CONSIGNE:
Dans l'extrait, M. le Duc demande au destinataire de sa lettre de choisir, entre une visite chez l'un ou chez l'autre, celle qui « marquera le moins ». Expliquez, s'il vous plaît, la raison de cette demande en une à trois phrases.

== EXTRAIT ==

Page:Saint-Simon - Mémoires, Chéruel, Hachette, 1857, octavo, tome 16.djvu/314

Cette page n’a pas encore été corrigée

chez moi, où il étoit venu. Bientôt après M. de La Force y arriva aux nouvelles, dont il fut fort satisfoit.

Le lendemain dimanche 21, sortant de mon lit à sept heures et demie, on m’annonça un valet de chambre de M. le Duc, qui avoit une lettre de lui à me rendre en main propre, qui étoit déjà venu plus matin, et qui étoit allé ouïr la messe aux Jacobins en attendant mon réveil. Je n’étois lors ni n’avois jamais été en aucun commerce direct ni indirect avec lui. J’en avois eu très peu lors, de son affaire contre les bâtards, mais comme nous n’en avions pu tirer aucun parti pour la nôtre, j’avois perdu de vue tous ces princes jusqu’à la messéance. Je passai dans mon cabinet avec ce valet de chambre, et j’y lus la lettre que M. le Duc m’écrivoit de sa main, que voici :

« Je crois, monsieur, qu’il est absolument nécessaire que j’aie une conversation avec vous sur l’affaire que vous savez ; je crois aussi que le plus tôt sera le mieux. Ainsi je voudrois bien, si cela se peut, que ce fût demain dimanche, dans la matinée ; voyez à quelle heure vous voulez venir chez moi ou que j’aille chez vous ; choisissez celui que vous croirez qui marquera le moins, parce qu’il est inutile de donner à penser au public. J’attendrai demain matin votre réponse, et vous prie en attendant de compter sur mon amitié en me continuant la vôtre.

===
== DONNÉES ==

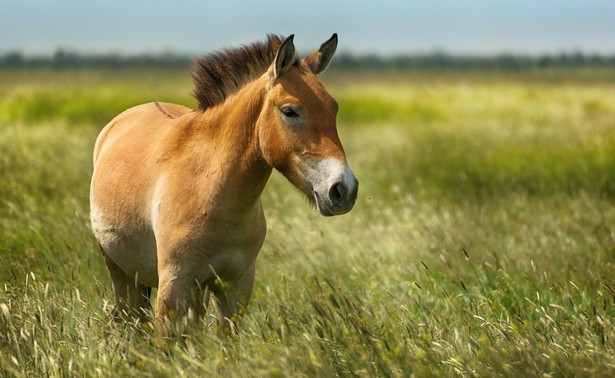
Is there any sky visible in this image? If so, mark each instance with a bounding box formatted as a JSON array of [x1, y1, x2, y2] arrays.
[[0, 0, 615, 55]]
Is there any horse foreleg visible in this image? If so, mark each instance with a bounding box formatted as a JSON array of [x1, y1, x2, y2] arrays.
[[212, 265, 255, 332]]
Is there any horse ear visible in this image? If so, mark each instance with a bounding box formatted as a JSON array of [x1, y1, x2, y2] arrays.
[[303, 33, 337, 75], [273, 34, 297, 78]]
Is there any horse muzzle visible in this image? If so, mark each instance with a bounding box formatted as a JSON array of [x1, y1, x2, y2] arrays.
[[314, 164, 359, 217]]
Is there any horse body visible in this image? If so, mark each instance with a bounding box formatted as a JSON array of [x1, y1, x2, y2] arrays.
[[90, 35, 358, 330]]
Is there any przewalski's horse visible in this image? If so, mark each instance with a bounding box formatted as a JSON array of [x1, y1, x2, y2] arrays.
[[90, 34, 358, 333]]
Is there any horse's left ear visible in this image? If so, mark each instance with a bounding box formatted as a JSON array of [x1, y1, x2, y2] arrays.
[[303, 33, 337, 75]]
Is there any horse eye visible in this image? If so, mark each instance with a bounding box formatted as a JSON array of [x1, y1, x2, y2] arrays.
[[280, 106, 299, 118]]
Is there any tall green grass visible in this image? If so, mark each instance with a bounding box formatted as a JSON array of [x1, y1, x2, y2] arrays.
[[0, 67, 615, 377]]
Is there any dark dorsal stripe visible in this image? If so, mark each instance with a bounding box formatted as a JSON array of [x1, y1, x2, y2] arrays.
[[192, 34, 284, 110]]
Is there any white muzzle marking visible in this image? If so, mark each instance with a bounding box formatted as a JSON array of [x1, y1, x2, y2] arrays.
[[307, 158, 359, 216]]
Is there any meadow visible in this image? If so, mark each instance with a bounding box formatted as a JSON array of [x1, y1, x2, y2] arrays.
[[0, 68, 615, 377]]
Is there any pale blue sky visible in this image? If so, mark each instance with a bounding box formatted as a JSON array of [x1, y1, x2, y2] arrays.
[[0, 0, 615, 54]]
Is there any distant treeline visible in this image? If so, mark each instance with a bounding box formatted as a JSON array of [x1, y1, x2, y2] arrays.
[[0, 50, 615, 70]]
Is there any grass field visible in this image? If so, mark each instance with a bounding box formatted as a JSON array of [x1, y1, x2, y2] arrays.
[[0, 69, 615, 377]]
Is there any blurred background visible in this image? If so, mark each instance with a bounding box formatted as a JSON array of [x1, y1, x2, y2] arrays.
[[0, 0, 615, 59]]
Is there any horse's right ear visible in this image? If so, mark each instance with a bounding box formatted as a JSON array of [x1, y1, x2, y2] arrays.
[[273, 34, 297, 80]]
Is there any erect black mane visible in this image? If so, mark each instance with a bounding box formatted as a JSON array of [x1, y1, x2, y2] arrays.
[[192, 34, 284, 110]]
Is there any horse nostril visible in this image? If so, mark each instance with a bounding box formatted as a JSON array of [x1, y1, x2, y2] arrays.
[[329, 182, 348, 206]]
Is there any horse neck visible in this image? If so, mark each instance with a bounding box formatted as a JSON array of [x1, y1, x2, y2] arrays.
[[194, 77, 272, 204]]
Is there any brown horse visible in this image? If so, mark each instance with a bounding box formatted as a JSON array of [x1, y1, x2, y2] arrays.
[[90, 34, 358, 333]]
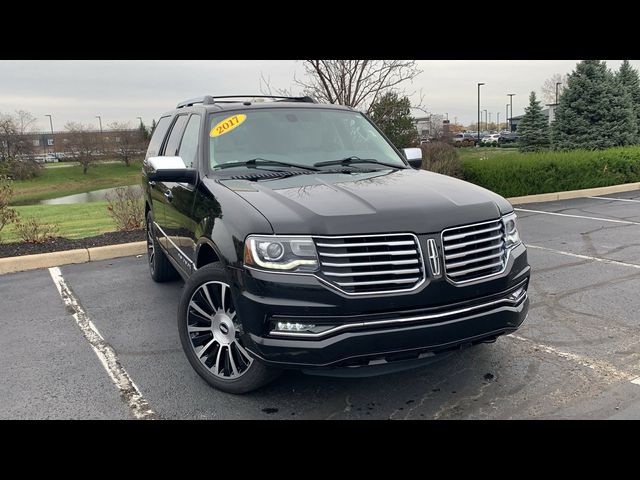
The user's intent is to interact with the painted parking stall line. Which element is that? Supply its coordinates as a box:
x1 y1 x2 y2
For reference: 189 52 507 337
527 244 640 270
507 333 640 386
587 197 640 203
49 267 158 420
514 208 640 225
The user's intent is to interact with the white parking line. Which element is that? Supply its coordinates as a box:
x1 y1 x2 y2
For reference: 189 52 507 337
49 267 157 419
586 197 640 203
507 333 640 385
514 208 640 225
527 244 640 269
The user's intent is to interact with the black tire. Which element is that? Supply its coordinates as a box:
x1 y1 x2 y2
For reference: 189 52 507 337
147 210 179 283
178 262 281 394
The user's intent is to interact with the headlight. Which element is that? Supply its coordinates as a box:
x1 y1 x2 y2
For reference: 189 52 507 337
244 235 318 272
502 213 521 248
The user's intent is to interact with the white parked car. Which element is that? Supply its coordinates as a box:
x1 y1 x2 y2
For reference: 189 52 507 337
481 133 500 144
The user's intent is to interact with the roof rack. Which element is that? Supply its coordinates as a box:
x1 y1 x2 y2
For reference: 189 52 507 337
176 95 317 108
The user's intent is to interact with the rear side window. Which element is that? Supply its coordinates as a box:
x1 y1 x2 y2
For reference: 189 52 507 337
178 115 200 168
145 117 171 158
164 115 189 157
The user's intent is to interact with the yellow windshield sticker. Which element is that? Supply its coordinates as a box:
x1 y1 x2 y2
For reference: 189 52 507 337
209 113 247 137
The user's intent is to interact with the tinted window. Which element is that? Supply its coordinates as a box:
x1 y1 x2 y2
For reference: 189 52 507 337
146 117 171 158
164 115 189 157
178 115 200 168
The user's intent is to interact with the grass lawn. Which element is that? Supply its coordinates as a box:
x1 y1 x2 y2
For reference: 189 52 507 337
456 147 518 162
0 202 116 243
12 162 142 205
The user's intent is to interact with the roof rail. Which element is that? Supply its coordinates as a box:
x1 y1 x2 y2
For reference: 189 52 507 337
176 95 215 108
176 95 318 108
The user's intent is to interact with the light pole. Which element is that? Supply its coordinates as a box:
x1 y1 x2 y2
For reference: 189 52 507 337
478 83 484 143
504 103 509 130
507 93 515 132
45 115 56 156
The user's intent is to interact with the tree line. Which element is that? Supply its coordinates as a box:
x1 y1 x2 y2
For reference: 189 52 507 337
0 110 155 179
518 60 640 151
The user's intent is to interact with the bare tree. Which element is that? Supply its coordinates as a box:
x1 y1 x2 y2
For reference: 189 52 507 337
109 122 145 167
294 60 422 113
64 122 101 174
0 111 35 160
540 73 567 103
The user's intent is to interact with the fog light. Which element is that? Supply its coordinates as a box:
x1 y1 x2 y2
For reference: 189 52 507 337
509 287 524 300
274 322 315 332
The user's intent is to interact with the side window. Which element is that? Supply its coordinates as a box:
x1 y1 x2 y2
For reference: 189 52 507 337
164 115 189 157
145 117 171 158
178 115 200 168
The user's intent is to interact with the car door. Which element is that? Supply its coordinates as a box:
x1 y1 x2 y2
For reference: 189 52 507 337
154 113 189 271
145 116 171 232
164 113 201 273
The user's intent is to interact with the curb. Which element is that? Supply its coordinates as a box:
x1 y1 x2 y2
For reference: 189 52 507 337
507 182 640 205
0 241 147 275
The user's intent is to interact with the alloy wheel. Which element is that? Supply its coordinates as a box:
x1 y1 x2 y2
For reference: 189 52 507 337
186 281 253 380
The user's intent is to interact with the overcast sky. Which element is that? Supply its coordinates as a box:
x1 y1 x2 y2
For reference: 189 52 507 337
0 60 640 130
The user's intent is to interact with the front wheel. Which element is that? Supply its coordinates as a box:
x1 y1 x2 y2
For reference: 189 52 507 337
178 263 280 393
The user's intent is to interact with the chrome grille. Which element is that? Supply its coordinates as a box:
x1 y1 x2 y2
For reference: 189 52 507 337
442 220 506 283
313 234 425 294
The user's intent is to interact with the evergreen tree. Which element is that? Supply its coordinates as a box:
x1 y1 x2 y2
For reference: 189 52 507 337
551 60 638 150
518 92 550 152
617 60 640 135
371 92 418 148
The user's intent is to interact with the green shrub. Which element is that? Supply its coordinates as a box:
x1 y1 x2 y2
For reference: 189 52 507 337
421 142 462 177
462 147 640 197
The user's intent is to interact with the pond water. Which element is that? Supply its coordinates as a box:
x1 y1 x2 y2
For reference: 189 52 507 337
22 185 142 205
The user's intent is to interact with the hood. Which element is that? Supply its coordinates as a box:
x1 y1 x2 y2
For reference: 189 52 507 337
219 169 513 235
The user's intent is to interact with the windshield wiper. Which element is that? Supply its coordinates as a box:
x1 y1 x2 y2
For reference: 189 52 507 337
215 157 318 171
313 156 405 168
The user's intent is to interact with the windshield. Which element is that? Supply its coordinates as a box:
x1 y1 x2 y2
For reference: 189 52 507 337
209 108 405 169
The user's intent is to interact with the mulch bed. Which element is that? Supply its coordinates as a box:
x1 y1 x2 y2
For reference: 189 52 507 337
0 229 145 258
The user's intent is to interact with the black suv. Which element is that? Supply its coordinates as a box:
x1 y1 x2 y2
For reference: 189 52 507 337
143 96 530 393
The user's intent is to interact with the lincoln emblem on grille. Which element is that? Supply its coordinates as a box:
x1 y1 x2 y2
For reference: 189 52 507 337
427 238 440 277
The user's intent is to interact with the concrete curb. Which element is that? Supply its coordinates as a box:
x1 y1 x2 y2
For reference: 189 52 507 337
0 241 147 275
507 182 640 205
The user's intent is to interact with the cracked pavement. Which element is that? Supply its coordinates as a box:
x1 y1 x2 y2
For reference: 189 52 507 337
0 191 640 420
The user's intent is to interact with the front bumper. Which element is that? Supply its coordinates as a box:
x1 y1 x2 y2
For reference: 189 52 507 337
232 242 530 370
242 282 529 368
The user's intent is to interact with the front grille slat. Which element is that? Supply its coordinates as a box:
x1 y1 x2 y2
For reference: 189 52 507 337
322 258 420 267
444 241 504 260
336 277 420 287
314 233 425 294
318 250 418 258
442 220 507 283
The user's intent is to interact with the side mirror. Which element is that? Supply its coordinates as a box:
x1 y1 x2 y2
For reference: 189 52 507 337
146 157 198 185
402 148 422 170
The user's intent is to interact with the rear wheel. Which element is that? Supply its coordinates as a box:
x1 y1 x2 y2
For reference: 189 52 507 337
178 263 280 393
147 210 178 282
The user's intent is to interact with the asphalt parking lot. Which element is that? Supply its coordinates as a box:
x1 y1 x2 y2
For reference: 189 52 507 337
0 191 640 420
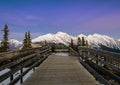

===

RÉPONSE COMPLÈTE:
M. le Duc juge inutile de « donner à penser au public ». Il veut donc que leur entretien sur l'affaire attire le moins possible l'attention.